Extract exactly the range of lines bounded by the line containing "find the balcony" and the final line of the listing, both ends included, and no other lines.

-- START --

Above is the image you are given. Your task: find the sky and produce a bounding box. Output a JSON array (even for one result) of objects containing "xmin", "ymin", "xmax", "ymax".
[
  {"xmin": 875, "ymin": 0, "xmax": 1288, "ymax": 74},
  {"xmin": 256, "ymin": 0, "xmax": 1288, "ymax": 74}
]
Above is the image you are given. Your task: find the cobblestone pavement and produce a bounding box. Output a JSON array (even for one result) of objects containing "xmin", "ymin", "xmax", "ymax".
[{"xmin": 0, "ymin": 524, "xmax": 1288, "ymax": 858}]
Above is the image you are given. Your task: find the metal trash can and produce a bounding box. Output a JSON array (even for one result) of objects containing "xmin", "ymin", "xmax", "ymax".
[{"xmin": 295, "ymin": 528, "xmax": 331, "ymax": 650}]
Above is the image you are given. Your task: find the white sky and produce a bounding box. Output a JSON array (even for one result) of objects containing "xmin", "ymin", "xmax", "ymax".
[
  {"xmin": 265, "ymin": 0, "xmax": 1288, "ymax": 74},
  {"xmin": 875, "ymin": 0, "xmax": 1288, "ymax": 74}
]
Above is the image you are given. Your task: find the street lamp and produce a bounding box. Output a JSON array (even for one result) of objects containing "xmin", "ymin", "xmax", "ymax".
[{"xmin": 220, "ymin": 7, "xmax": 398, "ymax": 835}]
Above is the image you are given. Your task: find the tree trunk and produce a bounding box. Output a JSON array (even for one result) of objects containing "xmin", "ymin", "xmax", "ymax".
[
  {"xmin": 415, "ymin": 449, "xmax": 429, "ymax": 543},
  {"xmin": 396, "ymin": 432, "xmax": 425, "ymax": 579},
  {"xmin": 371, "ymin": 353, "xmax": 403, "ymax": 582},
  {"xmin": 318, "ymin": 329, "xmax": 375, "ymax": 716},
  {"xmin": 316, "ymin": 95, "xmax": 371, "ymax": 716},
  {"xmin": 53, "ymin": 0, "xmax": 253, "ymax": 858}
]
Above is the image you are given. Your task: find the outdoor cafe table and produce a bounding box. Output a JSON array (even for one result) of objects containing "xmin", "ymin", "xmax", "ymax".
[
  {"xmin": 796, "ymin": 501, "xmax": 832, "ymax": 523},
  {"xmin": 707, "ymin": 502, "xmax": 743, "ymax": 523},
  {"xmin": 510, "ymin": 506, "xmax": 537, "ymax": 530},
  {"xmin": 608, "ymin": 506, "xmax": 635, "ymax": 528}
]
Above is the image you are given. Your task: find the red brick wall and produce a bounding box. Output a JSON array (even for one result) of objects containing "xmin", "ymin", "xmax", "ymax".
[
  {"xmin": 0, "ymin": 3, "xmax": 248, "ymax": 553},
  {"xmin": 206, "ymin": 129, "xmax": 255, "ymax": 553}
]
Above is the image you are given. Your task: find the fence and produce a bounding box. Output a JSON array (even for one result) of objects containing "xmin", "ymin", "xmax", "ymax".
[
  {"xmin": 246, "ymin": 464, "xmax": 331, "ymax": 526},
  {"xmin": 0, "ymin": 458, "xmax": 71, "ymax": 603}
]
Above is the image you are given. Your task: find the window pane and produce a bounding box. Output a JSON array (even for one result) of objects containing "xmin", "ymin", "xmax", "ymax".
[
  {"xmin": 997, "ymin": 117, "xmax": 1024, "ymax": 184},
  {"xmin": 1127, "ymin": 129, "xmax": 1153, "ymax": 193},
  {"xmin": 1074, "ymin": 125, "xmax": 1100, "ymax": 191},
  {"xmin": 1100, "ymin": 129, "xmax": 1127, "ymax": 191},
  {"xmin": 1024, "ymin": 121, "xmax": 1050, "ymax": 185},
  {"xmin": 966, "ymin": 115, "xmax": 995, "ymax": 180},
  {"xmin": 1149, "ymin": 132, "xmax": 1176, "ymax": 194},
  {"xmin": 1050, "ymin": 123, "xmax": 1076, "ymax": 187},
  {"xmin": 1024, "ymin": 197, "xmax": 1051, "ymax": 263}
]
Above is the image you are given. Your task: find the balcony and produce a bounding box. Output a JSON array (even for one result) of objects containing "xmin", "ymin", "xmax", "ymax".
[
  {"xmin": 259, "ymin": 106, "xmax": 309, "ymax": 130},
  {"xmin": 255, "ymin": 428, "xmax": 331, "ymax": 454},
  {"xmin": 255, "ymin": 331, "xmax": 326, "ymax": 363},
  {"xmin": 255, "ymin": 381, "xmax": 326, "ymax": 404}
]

-- END --

» **Task output**
Above is the image you are given. Your task: find the balcony and produce a bounding box. Output a JSON array (even for one result) of objects containing "xmin", "ymin", "xmax", "ymax".
[
  {"xmin": 259, "ymin": 106, "xmax": 309, "ymax": 130},
  {"xmin": 255, "ymin": 428, "xmax": 331, "ymax": 454},
  {"xmin": 255, "ymin": 331, "xmax": 326, "ymax": 363},
  {"xmin": 255, "ymin": 381, "xmax": 326, "ymax": 404}
]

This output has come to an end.